* What is expected: Find every line in the listing below that contains the word "hand", and copy each of those lines in full. Matching is case-sensitive.

------ Material supplied

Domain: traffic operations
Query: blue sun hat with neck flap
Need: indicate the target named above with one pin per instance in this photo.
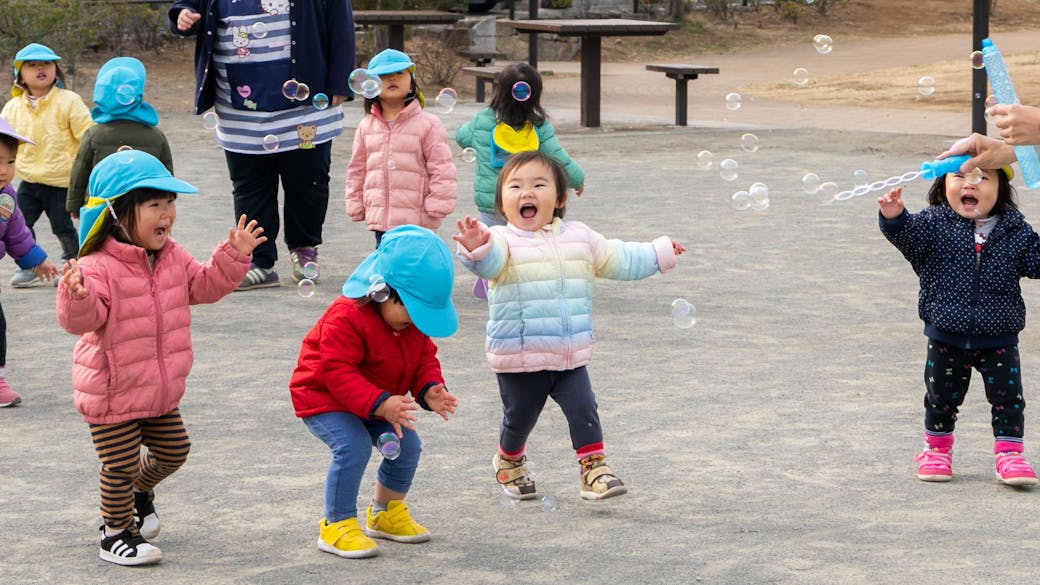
(117, 175)
(119, 93)
(420, 268)
(32, 52)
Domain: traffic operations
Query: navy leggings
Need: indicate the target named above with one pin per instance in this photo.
(947, 373)
(523, 398)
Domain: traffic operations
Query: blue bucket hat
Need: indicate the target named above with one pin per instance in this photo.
(419, 266)
(31, 52)
(119, 93)
(114, 176)
(390, 60)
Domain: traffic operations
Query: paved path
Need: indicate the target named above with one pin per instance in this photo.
(771, 442)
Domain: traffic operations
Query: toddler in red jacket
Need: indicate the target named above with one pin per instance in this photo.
(363, 370)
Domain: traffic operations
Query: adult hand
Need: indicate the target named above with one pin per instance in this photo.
(891, 203)
(74, 280)
(472, 233)
(441, 401)
(399, 411)
(186, 19)
(1018, 124)
(985, 152)
(245, 237)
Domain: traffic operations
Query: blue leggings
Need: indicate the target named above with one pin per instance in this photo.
(947, 373)
(351, 440)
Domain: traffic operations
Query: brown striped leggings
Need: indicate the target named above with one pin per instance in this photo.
(125, 467)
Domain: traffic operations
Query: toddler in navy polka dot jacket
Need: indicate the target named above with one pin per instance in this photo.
(969, 248)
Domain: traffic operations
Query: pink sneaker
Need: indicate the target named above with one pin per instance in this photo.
(7, 396)
(1012, 468)
(935, 464)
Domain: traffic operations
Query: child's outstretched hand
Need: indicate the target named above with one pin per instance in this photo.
(441, 401)
(891, 203)
(472, 233)
(247, 236)
(74, 280)
(399, 411)
(46, 271)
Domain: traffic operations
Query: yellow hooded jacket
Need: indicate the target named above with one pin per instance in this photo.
(56, 125)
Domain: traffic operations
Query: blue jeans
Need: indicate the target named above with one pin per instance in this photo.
(351, 440)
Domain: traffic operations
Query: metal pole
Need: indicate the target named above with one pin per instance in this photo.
(980, 30)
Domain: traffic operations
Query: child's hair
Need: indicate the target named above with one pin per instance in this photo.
(413, 93)
(1006, 195)
(521, 158)
(511, 110)
(58, 78)
(124, 207)
(10, 142)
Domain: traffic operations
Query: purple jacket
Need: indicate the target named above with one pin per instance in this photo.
(15, 236)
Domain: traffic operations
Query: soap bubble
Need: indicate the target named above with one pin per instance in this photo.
(388, 446)
(827, 192)
(548, 504)
(824, 44)
(926, 85)
(270, 143)
(126, 95)
(741, 200)
(445, 100)
(210, 121)
(977, 61)
(728, 170)
(683, 313)
(290, 88)
(521, 91)
(733, 101)
(810, 182)
(749, 143)
(801, 76)
(704, 159)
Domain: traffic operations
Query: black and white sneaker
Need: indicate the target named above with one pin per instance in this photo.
(128, 549)
(144, 514)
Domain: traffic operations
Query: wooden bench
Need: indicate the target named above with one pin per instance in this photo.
(484, 75)
(479, 56)
(682, 74)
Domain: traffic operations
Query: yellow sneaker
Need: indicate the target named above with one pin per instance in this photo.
(345, 539)
(395, 524)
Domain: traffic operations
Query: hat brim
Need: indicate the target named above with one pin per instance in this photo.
(436, 322)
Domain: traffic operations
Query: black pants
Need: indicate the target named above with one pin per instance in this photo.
(524, 395)
(35, 199)
(304, 174)
(947, 372)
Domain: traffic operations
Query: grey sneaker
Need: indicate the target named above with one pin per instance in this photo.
(305, 263)
(24, 279)
(259, 278)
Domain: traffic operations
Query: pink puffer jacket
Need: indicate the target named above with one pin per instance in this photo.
(403, 173)
(134, 352)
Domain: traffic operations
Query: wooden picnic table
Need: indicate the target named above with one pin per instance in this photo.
(591, 32)
(396, 20)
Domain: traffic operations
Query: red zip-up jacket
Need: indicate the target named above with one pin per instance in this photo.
(352, 361)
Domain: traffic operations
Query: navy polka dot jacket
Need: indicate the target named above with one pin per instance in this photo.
(967, 300)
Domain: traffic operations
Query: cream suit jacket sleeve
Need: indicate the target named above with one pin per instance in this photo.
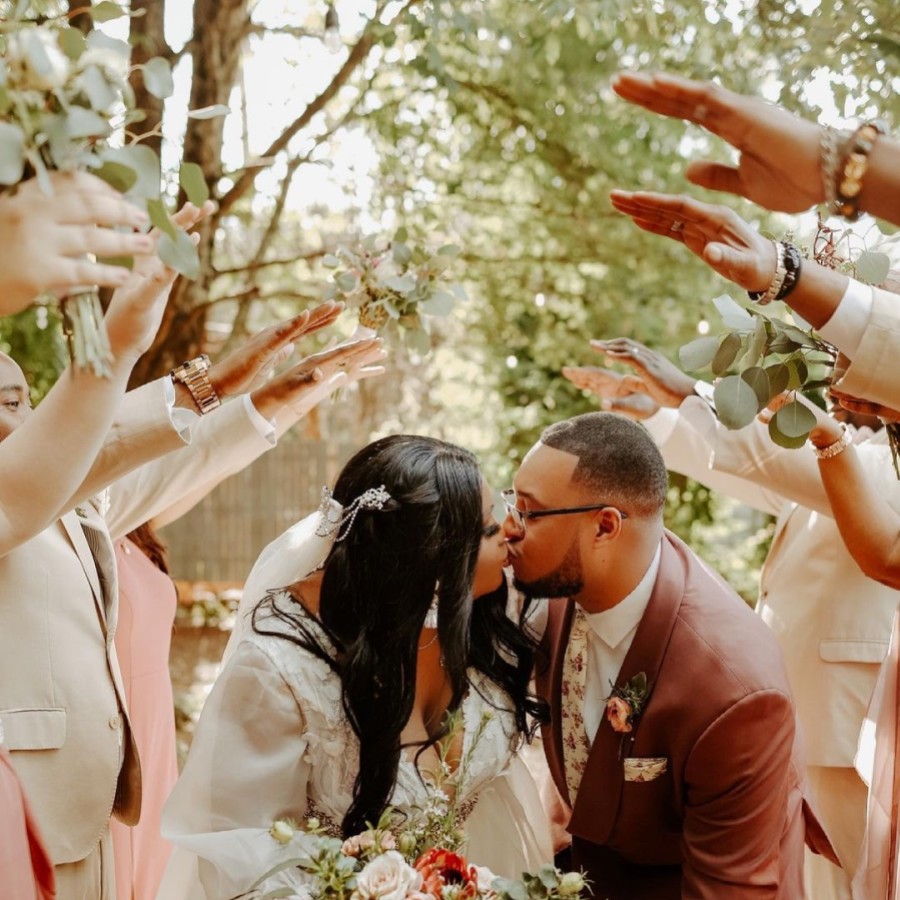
(873, 373)
(222, 443)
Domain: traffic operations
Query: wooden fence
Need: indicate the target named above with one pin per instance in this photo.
(219, 539)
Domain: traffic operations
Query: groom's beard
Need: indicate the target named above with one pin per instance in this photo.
(566, 581)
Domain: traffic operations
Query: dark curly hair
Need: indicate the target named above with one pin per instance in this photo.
(377, 586)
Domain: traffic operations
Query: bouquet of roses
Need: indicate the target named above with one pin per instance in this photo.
(64, 97)
(384, 863)
(396, 287)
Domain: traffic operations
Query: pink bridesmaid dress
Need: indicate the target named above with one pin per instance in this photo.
(26, 872)
(147, 602)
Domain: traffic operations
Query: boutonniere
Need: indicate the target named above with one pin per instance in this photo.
(626, 702)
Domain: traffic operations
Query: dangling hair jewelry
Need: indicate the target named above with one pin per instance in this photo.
(337, 520)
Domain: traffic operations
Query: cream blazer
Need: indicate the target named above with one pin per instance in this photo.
(832, 622)
(62, 702)
(873, 373)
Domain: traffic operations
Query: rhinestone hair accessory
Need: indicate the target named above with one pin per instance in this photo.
(337, 521)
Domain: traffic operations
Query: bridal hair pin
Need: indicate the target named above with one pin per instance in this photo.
(338, 520)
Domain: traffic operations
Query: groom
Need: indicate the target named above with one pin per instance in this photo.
(688, 781)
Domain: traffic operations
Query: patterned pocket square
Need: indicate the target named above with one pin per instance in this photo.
(645, 768)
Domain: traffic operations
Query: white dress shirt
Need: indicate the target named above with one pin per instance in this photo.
(609, 638)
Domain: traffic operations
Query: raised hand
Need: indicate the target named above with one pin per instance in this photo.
(717, 234)
(47, 243)
(136, 308)
(625, 394)
(243, 368)
(657, 376)
(778, 166)
(316, 377)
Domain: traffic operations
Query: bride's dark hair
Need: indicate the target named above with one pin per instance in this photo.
(377, 585)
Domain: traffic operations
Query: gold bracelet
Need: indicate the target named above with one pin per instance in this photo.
(835, 448)
(848, 185)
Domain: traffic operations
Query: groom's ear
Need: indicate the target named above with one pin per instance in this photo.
(607, 524)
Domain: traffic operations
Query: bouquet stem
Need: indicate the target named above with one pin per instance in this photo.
(85, 332)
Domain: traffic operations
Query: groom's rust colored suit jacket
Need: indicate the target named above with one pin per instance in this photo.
(727, 818)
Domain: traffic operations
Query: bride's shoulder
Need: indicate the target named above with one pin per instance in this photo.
(291, 638)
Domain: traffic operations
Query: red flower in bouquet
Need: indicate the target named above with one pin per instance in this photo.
(441, 868)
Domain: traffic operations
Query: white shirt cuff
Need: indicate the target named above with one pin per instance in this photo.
(183, 419)
(265, 427)
(848, 322)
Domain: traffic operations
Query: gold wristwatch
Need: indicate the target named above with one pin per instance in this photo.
(193, 375)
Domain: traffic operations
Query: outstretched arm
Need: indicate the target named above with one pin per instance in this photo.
(779, 157)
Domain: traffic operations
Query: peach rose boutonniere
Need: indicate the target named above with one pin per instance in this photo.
(626, 702)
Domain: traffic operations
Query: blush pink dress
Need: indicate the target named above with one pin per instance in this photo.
(147, 602)
(25, 867)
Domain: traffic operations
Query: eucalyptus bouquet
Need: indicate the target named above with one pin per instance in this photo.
(760, 355)
(395, 287)
(65, 101)
(409, 855)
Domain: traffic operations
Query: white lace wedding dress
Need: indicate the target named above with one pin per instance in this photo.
(273, 743)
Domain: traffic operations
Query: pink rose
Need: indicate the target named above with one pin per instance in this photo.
(618, 712)
(387, 877)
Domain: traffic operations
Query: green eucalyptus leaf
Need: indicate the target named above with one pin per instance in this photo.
(779, 377)
(121, 177)
(698, 353)
(438, 304)
(757, 378)
(401, 253)
(872, 267)
(180, 254)
(209, 112)
(798, 372)
(193, 183)
(159, 218)
(81, 122)
(106, 11)
(757, 343)
(12, 153)
(346, 282)
(100, 93)
(781, 439)
(727, 353)
(144, 161)
(736, 402)
(72, 42)
(795, 420)
(733, 315)
(402, 284)
(158, 77)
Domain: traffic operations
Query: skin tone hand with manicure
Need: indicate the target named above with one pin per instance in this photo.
(45, 240)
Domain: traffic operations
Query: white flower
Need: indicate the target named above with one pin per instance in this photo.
(570, 883)
(35, 60)
(485, 878)
(387, 877)
(282, 831)
(113, 63)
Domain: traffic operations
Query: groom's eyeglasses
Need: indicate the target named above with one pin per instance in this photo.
(521, 516)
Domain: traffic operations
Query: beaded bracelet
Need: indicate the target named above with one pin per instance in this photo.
(787, 274)
(848, 184)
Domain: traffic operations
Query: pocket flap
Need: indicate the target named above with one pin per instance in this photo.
(872, 652)
(33, 729)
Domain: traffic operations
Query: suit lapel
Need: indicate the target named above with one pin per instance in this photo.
(599, 795)
(72, 524)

------------

* Output of the task:
Query: adult hand
Query: child's outstretched hand
Query: raised hand
Query: skin tone hand with manicure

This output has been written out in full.